> Exercise tasks:
1 - How would you render this sentence from the Big Blue Madness recap in Spanish: "Drake would then suit up in a practice uniform and go through the layup line with the team."
2 - In the Big Blue Madness recap, who came on stage to introduce Coach Cal?
3 - Pick up the Big Blue Madness recap with new sentences that follow its last line.

> Extract to read:
================================
Continuing the tradition of an event unique to Kentucky basketball, it was a night of fireworks, dancing, dunks and even a pop-star impersonation by Matthew Mitchell. But more than anything else, Big Blue Madness was a celebration of a new season, and the capacity crowd in Rupp Arena enjoyed every second.
Let's relive the top five moments from Big Blue Madness 2014. 5. "The story isn't over"
After UK Hoops had its introductions and on-court action and the 20-time national champion Kentucky cheerleading team turned in an impressive routine, it was the men's team's turn. Before any of the Wildcats made an in-person appearance, the team's new intro was shown on the two massive video boards installed on the baseline stage.
Aaron Harrison's prediction of "It's going to be a great story" from after a loss at South Carolina last season came over the speakers. The words came to define UK's magical run through the NCAA Tournament during which the Cats proved all their doubters wrong.
Harrison then came into view and walked toward the camera. Turning a phrase, the clutch sophomore shooting guard said exactly what UK fans wanted to hear: "Our story isn't over."
4. Drake introduces Coach Cal
After the Harrison twins were the final players to have their names called, there was one more introduction to be done before John Calipari appeared. Drawing possibly the loudest cheer in a night full of them, rapper Drake came on stage.
Lint roller in hand, Drake addressed his fellow UK fans and introduced Coach Cal.
"This is family to me," Drake said. "This is a real thing to me, you know, and tonight I want to introduce a man who is definitely one of the most important people in my life. Despite his busy schedule, he always takes the time to check in with me through the highs and the lows. He's the godfather for us that bleed blue."
Drake would then suit up in a practice uniform and go through the layup line with the team.
3. The basketball
Although Big Blue Madness has become more of a spectacle than anything else, it technically remains the first open practice opportunity for UK's two basketball teams. And so, there was actually some basketball played.
UK Hoops was without three players and needed a substitute male player to play a five-on-five scrimmage, but the Cats look poised to be among the nation's best yet again. Jennifer O'Neill was dynamic as a scorer, while McDonald's All-American Alyssa Rice seemed more than capable of playing immediately in the post.
================================
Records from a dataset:
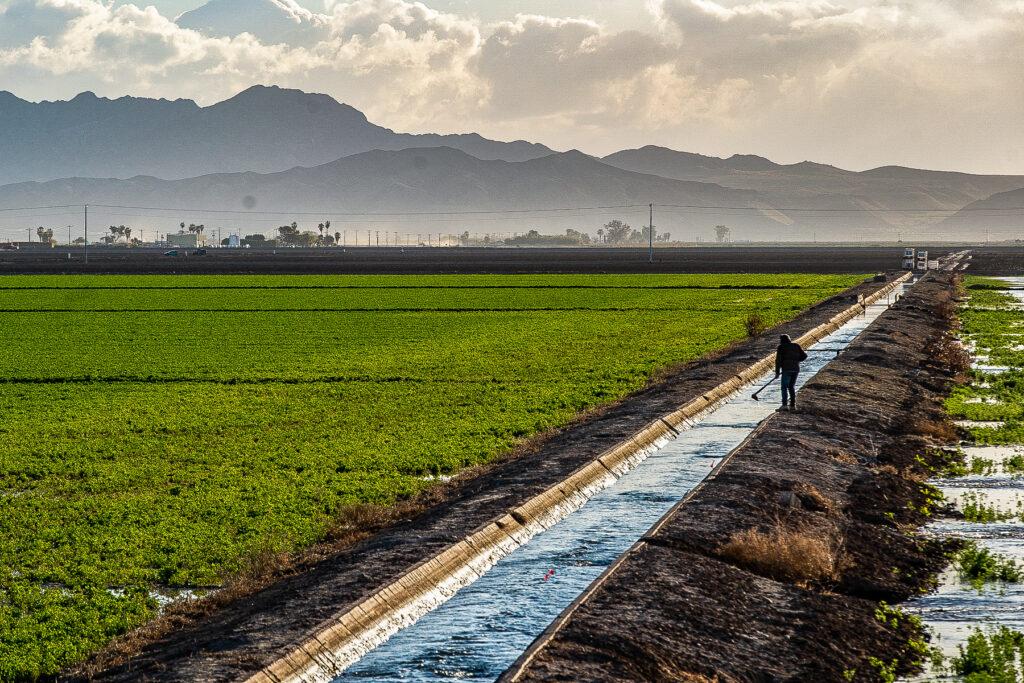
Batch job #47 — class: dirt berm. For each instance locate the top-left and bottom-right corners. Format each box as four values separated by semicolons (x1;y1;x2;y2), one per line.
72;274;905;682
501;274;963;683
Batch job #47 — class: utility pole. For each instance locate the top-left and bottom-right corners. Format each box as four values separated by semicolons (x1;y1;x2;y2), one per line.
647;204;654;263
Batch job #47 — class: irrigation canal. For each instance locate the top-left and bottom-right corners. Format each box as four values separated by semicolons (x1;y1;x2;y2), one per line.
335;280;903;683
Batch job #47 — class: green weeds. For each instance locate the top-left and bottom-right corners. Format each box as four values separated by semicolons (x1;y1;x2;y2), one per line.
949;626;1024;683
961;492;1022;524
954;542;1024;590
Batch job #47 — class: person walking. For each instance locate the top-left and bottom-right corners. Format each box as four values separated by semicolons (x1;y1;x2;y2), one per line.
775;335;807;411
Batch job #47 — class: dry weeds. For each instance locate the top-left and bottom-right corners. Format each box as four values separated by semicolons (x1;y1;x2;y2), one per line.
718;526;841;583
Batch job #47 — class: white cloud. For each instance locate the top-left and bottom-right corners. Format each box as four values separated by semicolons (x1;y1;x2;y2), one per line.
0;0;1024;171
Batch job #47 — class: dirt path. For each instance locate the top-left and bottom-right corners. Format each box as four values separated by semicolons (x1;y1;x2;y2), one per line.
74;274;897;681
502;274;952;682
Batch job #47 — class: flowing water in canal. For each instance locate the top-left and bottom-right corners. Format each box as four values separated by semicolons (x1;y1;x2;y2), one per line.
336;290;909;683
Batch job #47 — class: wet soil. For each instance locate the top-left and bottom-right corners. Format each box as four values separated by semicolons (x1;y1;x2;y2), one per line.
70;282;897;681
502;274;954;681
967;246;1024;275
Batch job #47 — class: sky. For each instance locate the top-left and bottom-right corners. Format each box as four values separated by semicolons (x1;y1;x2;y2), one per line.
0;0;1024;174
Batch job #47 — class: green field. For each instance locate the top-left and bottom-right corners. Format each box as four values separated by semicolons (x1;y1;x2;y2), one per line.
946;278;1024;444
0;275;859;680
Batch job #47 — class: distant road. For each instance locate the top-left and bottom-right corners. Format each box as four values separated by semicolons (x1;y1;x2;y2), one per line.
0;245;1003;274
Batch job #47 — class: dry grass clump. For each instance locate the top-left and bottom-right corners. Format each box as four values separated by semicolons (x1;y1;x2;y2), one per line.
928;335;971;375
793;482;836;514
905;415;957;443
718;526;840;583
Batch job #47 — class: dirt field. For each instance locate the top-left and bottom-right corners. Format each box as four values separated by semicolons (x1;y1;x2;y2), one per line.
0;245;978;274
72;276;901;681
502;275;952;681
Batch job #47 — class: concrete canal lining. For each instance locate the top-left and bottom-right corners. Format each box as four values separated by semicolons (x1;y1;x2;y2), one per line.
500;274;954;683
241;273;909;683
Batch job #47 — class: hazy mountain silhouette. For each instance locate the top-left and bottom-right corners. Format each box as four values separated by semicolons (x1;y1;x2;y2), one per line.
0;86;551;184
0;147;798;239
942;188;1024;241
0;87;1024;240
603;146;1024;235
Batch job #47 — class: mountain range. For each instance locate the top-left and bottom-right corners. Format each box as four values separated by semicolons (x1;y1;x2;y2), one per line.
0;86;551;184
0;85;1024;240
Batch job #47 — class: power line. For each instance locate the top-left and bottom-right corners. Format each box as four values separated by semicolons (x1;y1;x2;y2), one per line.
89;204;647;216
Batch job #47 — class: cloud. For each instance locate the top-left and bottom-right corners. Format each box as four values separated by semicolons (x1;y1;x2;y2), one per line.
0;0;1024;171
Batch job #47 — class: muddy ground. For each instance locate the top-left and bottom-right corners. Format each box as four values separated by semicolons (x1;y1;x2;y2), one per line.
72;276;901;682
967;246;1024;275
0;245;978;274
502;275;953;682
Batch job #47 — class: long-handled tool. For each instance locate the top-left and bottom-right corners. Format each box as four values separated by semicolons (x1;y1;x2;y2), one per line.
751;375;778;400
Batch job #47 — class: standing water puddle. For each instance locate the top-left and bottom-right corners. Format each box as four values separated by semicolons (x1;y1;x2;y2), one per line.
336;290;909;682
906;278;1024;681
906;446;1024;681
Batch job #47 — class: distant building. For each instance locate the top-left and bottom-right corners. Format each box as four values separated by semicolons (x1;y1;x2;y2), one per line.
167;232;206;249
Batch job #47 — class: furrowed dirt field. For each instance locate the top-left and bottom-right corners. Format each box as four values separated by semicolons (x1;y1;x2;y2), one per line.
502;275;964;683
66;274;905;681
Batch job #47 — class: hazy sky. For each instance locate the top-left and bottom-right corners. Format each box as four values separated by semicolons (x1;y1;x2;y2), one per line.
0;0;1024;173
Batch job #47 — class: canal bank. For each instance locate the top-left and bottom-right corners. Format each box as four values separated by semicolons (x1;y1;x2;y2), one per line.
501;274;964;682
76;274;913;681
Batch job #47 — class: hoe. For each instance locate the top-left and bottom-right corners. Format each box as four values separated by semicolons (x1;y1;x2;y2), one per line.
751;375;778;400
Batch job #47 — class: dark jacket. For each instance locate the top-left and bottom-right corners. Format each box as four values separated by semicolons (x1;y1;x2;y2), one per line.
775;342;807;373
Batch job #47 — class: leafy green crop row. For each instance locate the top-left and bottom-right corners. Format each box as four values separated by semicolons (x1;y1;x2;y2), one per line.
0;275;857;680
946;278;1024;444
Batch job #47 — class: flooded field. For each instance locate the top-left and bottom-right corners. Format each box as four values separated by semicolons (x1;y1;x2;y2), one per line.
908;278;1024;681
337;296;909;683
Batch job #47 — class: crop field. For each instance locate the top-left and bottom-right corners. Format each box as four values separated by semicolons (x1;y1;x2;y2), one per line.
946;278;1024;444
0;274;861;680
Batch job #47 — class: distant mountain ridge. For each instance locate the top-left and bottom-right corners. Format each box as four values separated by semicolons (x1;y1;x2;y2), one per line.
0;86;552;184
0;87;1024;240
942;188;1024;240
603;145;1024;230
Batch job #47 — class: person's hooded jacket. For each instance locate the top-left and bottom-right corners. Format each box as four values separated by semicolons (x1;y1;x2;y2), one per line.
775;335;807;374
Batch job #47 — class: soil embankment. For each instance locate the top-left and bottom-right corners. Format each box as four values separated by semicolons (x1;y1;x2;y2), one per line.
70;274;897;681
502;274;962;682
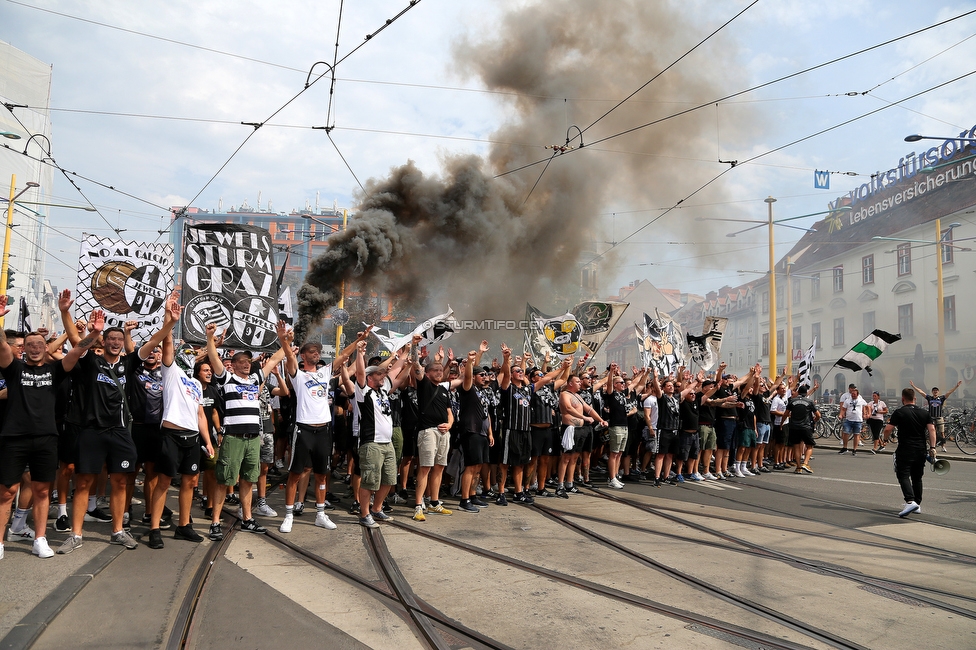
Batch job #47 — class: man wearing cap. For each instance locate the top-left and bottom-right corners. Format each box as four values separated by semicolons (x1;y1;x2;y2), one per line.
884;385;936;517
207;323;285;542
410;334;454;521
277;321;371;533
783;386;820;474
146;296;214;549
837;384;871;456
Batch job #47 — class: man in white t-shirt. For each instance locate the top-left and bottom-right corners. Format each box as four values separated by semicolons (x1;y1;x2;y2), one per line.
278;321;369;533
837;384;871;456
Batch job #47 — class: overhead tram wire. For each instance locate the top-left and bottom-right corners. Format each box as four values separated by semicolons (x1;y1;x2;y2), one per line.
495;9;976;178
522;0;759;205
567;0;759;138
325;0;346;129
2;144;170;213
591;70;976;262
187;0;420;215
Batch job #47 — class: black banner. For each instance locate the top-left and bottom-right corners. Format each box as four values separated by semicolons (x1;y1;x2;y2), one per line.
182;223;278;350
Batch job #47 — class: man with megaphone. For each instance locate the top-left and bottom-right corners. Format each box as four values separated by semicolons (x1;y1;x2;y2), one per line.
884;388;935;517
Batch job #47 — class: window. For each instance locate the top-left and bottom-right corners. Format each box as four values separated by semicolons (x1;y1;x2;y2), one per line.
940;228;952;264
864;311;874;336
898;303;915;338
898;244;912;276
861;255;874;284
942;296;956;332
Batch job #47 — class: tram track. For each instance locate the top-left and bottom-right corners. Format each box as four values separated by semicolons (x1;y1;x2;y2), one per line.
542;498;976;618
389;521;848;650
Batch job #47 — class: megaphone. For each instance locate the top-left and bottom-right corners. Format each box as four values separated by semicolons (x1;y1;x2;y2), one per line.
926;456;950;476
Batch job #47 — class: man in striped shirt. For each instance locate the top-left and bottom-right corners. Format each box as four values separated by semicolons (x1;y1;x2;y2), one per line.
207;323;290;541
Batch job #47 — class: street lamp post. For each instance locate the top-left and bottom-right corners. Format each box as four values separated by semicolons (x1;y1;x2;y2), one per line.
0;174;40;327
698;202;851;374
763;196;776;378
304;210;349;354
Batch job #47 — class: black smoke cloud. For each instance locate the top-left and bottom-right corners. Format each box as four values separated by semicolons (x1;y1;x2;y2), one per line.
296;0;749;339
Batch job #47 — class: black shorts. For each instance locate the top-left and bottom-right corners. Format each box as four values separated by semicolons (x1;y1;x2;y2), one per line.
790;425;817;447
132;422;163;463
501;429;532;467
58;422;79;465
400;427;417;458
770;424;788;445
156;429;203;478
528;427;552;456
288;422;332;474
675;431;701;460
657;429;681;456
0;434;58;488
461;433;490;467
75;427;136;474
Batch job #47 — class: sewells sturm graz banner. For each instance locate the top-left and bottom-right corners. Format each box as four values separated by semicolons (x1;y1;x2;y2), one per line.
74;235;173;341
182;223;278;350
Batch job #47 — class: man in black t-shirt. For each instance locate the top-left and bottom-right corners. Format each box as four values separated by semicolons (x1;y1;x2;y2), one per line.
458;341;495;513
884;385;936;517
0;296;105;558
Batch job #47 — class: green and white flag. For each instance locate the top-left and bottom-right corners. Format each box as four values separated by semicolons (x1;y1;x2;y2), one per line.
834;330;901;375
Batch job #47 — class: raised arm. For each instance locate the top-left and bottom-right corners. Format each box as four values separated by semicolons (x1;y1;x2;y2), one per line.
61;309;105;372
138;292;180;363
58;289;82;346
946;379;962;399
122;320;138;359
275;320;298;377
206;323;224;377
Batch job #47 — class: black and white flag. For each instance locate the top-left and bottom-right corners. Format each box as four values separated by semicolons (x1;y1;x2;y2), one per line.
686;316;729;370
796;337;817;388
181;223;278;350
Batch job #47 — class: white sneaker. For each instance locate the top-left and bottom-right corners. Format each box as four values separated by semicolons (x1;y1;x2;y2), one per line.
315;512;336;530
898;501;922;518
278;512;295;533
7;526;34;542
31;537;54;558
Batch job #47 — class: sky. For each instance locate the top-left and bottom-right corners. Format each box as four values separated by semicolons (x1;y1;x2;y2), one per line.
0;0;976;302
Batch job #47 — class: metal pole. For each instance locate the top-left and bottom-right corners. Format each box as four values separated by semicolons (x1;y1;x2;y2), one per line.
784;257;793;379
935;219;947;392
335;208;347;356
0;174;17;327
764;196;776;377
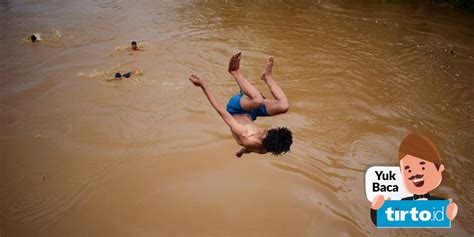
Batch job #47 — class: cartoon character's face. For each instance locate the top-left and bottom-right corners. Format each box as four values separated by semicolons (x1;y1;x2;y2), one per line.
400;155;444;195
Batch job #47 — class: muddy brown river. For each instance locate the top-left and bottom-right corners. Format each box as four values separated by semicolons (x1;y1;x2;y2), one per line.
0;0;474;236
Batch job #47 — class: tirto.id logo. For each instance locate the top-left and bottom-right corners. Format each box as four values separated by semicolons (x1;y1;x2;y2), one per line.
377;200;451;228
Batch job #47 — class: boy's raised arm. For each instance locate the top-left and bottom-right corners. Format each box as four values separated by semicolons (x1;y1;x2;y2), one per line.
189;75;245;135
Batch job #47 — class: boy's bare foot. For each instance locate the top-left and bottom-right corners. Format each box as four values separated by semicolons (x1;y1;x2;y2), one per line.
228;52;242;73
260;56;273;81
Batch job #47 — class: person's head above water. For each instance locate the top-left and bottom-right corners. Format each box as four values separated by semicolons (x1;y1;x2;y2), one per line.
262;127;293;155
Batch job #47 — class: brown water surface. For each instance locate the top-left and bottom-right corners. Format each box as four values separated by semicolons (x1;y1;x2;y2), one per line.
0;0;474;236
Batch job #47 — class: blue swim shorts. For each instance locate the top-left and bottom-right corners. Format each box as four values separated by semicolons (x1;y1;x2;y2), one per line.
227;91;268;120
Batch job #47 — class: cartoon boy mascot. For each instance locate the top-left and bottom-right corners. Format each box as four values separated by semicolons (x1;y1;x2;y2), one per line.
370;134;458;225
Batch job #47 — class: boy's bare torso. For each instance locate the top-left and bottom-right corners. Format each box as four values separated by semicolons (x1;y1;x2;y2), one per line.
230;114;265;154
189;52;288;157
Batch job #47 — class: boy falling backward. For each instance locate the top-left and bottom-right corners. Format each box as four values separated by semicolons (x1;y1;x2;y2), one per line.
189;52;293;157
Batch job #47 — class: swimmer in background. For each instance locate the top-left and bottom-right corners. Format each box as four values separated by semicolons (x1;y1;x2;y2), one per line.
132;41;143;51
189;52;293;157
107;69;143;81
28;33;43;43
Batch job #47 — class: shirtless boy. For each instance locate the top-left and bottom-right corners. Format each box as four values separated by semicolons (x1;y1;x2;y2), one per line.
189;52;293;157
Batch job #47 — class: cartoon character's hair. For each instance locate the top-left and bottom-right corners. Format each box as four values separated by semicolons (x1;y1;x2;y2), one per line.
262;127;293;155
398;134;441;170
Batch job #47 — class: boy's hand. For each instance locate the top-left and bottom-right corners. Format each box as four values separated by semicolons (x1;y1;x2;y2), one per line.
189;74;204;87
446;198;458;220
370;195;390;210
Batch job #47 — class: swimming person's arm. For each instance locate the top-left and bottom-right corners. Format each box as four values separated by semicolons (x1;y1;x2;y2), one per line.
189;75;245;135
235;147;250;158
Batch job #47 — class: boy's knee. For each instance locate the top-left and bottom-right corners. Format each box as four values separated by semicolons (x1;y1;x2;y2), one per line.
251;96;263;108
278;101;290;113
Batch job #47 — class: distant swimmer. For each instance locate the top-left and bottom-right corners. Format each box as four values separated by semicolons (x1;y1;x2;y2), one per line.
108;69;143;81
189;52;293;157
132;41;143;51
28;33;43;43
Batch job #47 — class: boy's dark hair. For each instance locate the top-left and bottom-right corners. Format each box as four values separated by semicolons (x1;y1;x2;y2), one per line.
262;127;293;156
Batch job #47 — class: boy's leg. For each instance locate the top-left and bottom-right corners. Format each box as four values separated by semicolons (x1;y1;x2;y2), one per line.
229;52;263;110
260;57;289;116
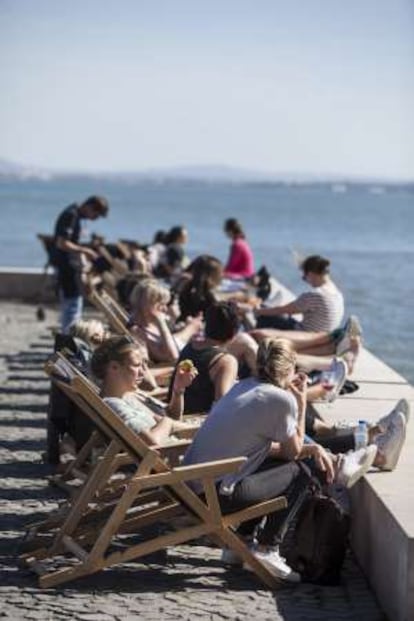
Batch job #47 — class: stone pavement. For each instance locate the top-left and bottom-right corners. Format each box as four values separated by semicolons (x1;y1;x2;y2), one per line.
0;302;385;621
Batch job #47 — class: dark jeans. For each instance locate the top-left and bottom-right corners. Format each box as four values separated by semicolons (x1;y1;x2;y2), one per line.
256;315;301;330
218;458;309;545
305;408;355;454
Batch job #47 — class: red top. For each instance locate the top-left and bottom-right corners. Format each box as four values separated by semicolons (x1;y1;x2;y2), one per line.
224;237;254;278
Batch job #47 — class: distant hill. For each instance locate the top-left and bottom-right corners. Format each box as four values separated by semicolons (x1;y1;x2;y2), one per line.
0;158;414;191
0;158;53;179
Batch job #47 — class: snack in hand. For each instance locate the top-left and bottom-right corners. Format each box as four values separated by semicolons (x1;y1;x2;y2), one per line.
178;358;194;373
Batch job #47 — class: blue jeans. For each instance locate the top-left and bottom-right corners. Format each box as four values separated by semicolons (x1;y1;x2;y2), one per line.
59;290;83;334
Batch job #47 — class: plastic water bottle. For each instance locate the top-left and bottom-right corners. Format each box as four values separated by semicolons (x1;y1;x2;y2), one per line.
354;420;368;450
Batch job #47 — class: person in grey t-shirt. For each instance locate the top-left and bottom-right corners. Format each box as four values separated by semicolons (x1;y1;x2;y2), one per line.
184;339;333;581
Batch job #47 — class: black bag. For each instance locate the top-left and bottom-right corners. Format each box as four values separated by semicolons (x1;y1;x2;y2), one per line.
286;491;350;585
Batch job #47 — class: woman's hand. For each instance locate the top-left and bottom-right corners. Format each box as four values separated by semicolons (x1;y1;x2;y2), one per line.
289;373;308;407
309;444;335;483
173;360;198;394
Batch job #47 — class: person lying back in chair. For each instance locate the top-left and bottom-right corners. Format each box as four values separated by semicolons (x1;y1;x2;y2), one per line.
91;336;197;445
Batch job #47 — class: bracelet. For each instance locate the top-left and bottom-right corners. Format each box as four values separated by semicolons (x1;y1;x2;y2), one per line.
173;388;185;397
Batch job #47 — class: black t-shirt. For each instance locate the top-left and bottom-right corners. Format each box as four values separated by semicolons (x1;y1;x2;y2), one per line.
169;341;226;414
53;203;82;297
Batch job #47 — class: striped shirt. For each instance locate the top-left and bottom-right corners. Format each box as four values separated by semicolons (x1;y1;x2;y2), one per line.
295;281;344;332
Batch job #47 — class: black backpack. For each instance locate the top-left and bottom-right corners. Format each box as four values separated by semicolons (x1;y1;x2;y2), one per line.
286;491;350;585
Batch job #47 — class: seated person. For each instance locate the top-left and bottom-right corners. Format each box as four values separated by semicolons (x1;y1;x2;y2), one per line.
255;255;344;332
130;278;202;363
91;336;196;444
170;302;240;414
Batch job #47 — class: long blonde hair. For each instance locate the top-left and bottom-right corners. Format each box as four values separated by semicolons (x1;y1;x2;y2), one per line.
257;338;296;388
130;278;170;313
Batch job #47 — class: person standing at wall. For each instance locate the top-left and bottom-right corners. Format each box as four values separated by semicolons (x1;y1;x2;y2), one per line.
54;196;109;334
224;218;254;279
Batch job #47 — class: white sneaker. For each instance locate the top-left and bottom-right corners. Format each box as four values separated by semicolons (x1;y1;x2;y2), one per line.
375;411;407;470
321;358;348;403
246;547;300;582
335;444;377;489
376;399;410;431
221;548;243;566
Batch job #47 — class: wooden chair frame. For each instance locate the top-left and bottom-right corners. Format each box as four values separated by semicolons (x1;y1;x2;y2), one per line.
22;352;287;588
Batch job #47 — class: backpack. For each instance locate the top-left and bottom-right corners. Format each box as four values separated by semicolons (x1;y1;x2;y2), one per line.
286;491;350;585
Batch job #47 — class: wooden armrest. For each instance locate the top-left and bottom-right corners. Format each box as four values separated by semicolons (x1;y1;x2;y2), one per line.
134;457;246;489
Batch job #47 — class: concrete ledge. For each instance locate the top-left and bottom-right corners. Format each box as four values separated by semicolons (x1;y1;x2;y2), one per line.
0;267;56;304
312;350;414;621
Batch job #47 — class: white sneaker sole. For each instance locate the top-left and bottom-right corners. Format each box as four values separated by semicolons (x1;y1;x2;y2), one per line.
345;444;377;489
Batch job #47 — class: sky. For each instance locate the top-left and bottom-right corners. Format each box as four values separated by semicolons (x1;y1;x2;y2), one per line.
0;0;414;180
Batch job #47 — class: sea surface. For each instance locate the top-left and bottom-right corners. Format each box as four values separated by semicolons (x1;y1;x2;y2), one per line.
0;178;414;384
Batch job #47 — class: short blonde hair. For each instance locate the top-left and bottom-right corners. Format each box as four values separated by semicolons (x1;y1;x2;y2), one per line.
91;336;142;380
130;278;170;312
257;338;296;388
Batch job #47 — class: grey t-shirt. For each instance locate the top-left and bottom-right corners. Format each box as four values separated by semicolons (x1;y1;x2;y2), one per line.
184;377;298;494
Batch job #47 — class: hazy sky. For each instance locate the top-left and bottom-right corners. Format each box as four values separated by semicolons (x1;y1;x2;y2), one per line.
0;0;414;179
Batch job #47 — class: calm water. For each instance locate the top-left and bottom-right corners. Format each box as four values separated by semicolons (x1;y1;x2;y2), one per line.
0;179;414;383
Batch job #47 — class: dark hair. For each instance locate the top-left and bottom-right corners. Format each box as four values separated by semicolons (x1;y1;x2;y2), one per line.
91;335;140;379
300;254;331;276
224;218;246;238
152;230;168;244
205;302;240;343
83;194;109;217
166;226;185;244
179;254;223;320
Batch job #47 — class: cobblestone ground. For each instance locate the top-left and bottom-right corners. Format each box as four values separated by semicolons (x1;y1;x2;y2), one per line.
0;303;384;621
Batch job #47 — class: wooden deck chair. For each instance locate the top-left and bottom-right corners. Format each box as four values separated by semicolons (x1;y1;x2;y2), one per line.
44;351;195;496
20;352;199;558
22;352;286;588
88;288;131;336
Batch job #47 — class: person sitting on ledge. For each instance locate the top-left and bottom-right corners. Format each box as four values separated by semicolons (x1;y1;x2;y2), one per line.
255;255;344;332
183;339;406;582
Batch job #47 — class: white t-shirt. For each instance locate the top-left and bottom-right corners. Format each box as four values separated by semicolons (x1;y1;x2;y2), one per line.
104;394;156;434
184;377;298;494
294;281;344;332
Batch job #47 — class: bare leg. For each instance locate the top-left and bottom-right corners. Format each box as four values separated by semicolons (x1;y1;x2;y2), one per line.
================================
> Answers provided:
1 - Después, Drake se puso un uniforme de entrenamiento e hizo la fila de bandejas con el equipo.

2 - Rapper Drake.

3 -
On the men's side, the Cats were as competitive as you'd expect in both three-on-three and five-on-five scrimmages. Andrew Harrison played much like the point guard that led UK to the national championship game, while Tyler Ulis did nothing to hurt his fan-favorite status. There were thunderous dunks aplenty from the likes of Alex Poythress, Willie Cauley-Stein, Dakari Johnson, Marcus Lee, Karl-Anthony Towns and Trey Lyles, while Dominique Hawkins showed renewed confidence in his outside shot.
The final three minutes of the five-on-five scrimmage were particularly heated, as players on both sides turned up the intensity. White would close out a 42-36 win before Coach Cal closed the night.
"This is going to be a process," Calipari said. "We're trying things that have never been tried before, but this is a talented group of great young men representing you."
2. Mitchell one-ups himself ... again
Mitchell had exhausted nearly all his dancing options in recent years, culminating in routines in which he channeled MC Hammer, Britney Spears and James Brown. The only thing left for him to do, apparently, was sing.
Doing his own unique take on a few Bruno Mars hits, Mitchell serenaded the crowd in a way only he can. He likely won't be quitting his day job anytime soon, but the performance was impressive. See for yourself.
1. Cal drops the mic
Abandoning the state of the program address he delivered last year, Coach Cal cued the tape from his speech at Big Blue Madness 2009, his first as head coach. When the clip was over, Calipari was fittingly brief.
"Enough talking, let's ball," Calipari said, dropping the microphone and closing the book on the offseason.